■ **What to do**: Rewrite the passage on assisted dying, everything from "It feels punitive." down to "freedom is about.", putting "physicians" in place of "doctors".

■ **Passage**:
= = = = =
Death doula training

Next up, death. Ok sorry not funny but 100% true: no one gets out alive. It’s preposterous to think it’s 2024 and choosing how one leaves this world isn’t a simple concept or easy process. Multiple doctors questioning your sanity, decision making, feelings, wishes and all at a time when the end is near and the goal is to hasten that ending, to make it as comfortable and smooth as possible.

Do you want your loved ones last words to be “it hurts”?

Doubtful.

But in any state in America that has finally made it legal to choose how to end your own life, they have forgotten about that final step and how difficult, painful and fraught it will be. Why make it worse by forcing a human to ingest a toxic mash that will cause them the kind of pain they’re seeking to escape?

It’s utterly ridiculous that medical professionals prefer this to something that would be administered intravenously. I genuinely do not understand. It actually makes me angry. It’s unfair and unnecessary.

Here’s what happens when someone who is in hospice has finally gone through the arduous process of planning the end of their life: they have to orally ingest 100 ground up morphine pills after already having to take other medications that are intended to help ease the process. If those meds can be administered easily via a pill then why on earth would you then force the individual to swallow something so incredibly harsh?

It feels punitive. You wanna die? G’head and do it but we’re gonna make it the worst last moments of your suffering. How the fuck is that humane.

This incredibly loving human had to justify his choices for two weeks to doctors who had very little notion of who he was and one who barely respected the decision to end his life.

I cried all day after watching the film a daughter made about her dad’s last few weeks. His last words gutted me. I can barely hold back tears when it flashes back.

It. Hurts.

To the Timoner family: your gift of Last Flight Home should be required viewing for anyone who thinks about free will. This is what freedom is about.

May Eli Timoner’s memory live on in his children and grandchildren.
= = = = =
■ **Entries drawn from a collection**:
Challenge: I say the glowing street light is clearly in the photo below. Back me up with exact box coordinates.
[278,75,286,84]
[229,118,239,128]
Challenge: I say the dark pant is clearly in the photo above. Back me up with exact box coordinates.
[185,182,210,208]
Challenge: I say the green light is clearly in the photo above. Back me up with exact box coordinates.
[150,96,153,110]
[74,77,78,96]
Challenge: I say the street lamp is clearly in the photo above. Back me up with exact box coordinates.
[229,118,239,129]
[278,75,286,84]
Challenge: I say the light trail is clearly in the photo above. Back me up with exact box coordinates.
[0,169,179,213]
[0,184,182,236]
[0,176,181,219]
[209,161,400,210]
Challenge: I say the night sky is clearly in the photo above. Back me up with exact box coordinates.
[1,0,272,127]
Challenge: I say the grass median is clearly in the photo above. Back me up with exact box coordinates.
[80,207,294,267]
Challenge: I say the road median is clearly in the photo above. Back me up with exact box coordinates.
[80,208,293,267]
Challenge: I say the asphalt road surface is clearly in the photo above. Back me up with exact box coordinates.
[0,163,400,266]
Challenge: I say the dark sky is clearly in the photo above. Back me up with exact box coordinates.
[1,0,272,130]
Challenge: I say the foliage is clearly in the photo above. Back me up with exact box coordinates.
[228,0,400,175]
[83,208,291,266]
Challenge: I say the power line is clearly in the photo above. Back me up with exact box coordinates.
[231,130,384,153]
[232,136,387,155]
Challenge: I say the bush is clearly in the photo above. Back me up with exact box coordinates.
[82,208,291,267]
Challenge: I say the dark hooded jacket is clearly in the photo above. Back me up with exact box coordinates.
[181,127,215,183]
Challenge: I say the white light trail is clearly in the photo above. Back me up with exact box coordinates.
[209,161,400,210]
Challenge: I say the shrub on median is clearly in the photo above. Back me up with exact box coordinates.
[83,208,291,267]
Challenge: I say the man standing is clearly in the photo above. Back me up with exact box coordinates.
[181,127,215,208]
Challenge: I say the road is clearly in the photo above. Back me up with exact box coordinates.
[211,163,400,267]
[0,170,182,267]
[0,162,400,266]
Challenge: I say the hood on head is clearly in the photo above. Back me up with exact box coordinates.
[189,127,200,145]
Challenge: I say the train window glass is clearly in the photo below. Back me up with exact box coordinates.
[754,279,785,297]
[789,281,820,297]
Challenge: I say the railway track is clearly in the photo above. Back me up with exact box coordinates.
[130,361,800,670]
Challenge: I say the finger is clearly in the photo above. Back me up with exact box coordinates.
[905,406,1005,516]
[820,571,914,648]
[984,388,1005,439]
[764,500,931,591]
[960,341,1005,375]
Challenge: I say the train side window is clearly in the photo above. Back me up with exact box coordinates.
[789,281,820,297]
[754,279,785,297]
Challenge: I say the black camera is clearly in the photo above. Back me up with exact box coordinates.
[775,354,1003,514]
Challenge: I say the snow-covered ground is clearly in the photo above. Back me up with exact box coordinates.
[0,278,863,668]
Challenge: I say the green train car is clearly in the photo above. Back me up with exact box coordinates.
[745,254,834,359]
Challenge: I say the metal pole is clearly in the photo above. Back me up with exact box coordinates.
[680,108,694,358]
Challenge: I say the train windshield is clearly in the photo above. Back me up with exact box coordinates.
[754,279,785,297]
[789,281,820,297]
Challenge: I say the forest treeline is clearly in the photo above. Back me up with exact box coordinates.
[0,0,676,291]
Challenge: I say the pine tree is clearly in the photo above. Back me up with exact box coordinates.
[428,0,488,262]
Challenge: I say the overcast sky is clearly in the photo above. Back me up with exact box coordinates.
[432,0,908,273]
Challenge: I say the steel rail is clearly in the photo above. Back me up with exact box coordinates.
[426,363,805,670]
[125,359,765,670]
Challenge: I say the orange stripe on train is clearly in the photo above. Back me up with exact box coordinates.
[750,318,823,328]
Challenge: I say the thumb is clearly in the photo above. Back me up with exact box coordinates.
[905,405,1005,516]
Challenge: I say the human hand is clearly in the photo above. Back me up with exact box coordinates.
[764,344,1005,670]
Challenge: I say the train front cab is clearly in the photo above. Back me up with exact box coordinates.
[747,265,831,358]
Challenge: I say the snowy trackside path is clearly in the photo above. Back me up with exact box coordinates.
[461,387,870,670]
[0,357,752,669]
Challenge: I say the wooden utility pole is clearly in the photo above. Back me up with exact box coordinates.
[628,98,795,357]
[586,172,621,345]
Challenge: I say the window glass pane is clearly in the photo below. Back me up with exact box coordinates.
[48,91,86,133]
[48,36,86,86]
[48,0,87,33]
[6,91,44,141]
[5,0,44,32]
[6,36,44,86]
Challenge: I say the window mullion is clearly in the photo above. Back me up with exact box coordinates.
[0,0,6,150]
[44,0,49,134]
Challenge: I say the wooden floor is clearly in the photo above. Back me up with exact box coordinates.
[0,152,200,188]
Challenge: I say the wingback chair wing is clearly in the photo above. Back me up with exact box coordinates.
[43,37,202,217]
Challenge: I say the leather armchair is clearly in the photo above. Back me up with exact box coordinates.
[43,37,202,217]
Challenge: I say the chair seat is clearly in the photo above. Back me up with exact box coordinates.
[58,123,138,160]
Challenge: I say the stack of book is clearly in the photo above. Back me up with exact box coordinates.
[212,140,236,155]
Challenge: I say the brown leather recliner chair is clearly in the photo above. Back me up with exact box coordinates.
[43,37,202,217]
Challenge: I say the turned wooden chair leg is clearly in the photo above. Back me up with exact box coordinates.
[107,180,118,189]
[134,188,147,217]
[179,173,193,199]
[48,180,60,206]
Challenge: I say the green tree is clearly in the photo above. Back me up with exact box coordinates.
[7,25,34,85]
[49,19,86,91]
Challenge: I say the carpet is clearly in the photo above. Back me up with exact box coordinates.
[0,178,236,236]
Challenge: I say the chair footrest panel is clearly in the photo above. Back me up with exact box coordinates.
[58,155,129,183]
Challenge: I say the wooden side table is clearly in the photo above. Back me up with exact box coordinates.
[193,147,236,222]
= = = = =
■ **Task solution**:
It feels punitive. You wanna die? G’head and do it but we’re gonna make it the worst last moments of your suffering. How the fuck is that humane.

This incredibly loving human had to justify his choices for two weeks to physicians who had very little notion of who he was and one who barely respected the decision to end his life.

I cried all day after watching the film a daughter made about her dad’s last few weeks. His last words gutted me. I can barely hold back tears when it flashes back.

It. Hurts.

To the Timoner family: your gift of Last Flight Home should be required viewing for anyone who thinks about free will. This is what freedom is about.